▶ [Required work]: In the part that opens with the line containing "Would you mind annotating the hillside" and closes with the line containing "Would you mind annotating the green forest", swap "manicured garden" for "landscaped garden" and give those records again with nothing else altered.

▬▬▬▬▬▬

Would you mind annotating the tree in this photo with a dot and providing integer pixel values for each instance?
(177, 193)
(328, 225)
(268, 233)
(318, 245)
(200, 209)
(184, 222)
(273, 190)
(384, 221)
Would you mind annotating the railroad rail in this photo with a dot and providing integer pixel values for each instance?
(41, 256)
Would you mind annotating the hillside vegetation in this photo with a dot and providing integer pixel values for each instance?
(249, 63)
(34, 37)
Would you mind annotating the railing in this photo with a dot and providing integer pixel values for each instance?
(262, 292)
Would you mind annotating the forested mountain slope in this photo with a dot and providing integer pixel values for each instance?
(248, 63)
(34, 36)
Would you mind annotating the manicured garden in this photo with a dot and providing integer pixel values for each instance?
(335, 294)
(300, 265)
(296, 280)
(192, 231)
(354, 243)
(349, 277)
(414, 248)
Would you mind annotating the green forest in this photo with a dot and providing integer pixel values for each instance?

▬▬▬▬▬▬

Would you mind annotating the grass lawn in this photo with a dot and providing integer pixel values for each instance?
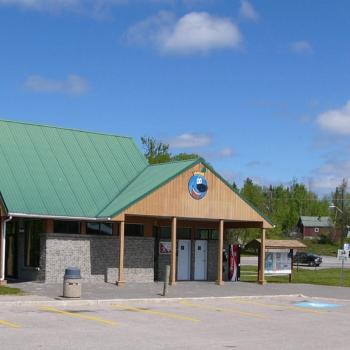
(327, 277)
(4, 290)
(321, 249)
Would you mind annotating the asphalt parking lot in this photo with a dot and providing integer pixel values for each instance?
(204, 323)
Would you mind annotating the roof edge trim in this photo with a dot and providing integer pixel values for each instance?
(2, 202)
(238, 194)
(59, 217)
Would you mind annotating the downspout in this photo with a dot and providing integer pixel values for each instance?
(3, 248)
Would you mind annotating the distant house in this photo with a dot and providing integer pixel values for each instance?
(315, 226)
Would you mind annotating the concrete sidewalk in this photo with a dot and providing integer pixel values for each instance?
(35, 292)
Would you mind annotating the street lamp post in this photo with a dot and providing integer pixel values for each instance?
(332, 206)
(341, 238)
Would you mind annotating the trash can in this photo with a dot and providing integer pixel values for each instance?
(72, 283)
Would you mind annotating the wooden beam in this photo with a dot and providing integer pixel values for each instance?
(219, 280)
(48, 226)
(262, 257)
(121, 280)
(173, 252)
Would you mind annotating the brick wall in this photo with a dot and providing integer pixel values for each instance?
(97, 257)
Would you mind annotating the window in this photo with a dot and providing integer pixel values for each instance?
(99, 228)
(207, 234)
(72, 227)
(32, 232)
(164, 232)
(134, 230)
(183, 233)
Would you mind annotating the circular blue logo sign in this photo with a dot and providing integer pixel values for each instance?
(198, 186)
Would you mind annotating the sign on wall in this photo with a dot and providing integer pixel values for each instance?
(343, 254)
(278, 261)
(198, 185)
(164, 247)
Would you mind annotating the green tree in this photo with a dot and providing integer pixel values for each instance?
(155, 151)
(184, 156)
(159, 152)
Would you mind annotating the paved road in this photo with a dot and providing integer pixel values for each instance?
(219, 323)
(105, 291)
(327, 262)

▬▬▬▬▬▬

▶ [Output for this task]:
Would you mind annotating the hillside vegetation in this photo with a dot and providing integer pixel values for each instance?
(249, 63)
(34, 37)
Would you mind annotating the railing in this photo with a dot and providing integer pixel values for each instance?
(262, 292)
Would you mind annotating the forested mountain slope in this photo with a dot and providing integer pixel values for each instance?
(248, 63)
(34, 36)
Would you mind annotating the landscaped garden in this photo with a dot and providing integer pixel values for each instance?
(335, 294)
(300, 265)
(296, 280)
(192, 231)
(354, 243)
(349, 277)
(414, 248)
Would you mind annotating the green forest in this photo with a dot and providing integer pixel values for each instance?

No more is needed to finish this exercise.